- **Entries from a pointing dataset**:
##############################

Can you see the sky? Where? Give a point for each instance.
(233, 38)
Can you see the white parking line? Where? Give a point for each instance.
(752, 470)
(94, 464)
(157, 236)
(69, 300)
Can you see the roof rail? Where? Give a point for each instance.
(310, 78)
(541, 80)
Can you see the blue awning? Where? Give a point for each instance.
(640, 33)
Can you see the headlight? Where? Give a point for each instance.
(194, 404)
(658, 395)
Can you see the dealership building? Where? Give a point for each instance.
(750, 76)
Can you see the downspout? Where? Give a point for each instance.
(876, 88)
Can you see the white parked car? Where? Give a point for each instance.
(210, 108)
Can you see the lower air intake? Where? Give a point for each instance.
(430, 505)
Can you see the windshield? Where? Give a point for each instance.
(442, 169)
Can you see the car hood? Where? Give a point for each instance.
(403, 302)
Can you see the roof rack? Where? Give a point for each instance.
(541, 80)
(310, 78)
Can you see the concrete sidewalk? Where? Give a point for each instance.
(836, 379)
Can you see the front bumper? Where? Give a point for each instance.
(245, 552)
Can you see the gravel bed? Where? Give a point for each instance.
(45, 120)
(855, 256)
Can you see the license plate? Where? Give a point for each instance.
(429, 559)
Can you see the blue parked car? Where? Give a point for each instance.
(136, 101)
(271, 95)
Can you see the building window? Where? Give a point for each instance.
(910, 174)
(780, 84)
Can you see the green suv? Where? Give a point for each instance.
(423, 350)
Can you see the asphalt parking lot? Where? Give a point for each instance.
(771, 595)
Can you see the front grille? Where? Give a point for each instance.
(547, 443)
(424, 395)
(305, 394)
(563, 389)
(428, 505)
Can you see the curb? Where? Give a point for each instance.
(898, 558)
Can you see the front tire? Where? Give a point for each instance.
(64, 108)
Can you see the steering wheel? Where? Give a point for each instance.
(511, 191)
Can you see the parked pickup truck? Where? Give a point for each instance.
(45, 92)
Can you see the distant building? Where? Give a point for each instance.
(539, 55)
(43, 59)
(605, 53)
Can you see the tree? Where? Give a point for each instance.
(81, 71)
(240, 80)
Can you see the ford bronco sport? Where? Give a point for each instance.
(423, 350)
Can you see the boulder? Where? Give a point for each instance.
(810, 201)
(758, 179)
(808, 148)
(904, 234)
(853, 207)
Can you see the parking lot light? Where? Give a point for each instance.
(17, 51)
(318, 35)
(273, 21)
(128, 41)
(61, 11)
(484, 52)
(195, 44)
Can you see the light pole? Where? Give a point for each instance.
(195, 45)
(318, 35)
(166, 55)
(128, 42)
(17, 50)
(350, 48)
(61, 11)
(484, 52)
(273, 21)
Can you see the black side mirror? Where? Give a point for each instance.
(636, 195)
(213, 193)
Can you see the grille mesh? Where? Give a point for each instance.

##############################

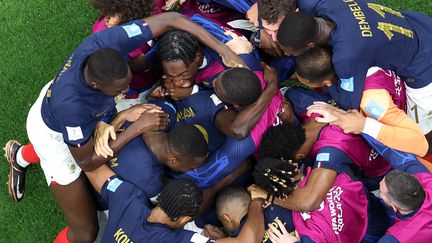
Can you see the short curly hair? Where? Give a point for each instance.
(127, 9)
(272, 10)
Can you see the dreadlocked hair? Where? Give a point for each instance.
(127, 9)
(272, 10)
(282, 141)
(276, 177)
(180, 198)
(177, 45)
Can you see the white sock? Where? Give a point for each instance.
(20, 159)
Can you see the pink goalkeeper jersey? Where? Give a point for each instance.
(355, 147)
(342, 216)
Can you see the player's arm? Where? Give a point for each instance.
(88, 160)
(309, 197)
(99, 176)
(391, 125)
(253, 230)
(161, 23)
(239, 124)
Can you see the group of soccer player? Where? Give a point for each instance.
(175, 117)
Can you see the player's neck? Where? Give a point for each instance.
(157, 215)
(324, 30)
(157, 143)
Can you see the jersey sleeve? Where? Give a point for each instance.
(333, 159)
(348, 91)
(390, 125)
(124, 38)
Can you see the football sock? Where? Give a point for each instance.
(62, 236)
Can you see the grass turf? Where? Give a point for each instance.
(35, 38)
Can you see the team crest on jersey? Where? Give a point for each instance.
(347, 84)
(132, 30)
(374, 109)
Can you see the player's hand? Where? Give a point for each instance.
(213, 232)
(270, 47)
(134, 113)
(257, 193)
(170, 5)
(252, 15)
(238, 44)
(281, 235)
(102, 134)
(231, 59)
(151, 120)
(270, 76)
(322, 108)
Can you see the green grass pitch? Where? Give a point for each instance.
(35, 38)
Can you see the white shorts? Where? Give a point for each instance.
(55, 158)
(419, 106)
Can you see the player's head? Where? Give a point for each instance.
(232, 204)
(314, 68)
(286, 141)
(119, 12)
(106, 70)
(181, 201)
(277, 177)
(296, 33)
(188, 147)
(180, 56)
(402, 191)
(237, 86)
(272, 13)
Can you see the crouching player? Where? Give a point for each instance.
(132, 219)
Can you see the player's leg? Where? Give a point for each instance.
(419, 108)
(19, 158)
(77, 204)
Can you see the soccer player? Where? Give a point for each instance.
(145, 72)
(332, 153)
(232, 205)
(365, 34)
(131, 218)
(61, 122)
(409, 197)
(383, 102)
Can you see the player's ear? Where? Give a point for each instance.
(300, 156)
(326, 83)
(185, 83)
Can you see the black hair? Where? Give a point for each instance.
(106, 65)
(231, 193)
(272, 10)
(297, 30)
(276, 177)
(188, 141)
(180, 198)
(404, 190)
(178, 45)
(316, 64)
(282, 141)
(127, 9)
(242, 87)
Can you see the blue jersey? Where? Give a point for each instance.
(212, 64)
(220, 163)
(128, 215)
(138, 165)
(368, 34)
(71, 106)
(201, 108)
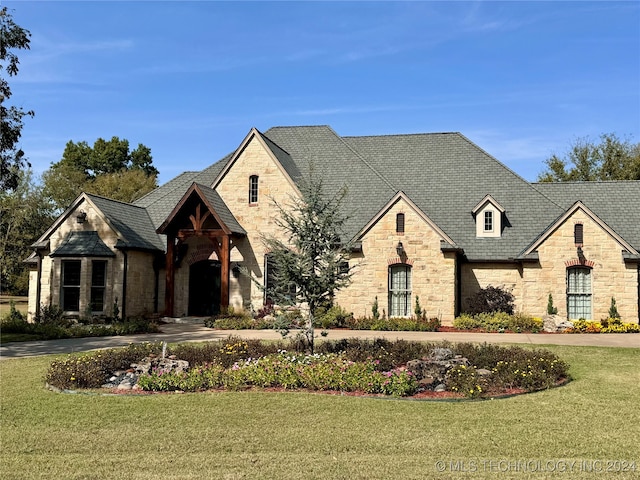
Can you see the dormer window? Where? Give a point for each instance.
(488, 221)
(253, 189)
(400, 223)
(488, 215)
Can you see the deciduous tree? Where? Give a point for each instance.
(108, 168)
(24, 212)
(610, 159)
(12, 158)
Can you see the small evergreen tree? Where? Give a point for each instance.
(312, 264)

##############################

Collect every line of the rows above that holds the string "blue" and copy each one out.

Can you see the blue awning? Where? Give a point for each instance.
Can you see the blue parked car? Where? Give a point for each instance.
Can you see the blue jersey? Where? Give a point for each instance.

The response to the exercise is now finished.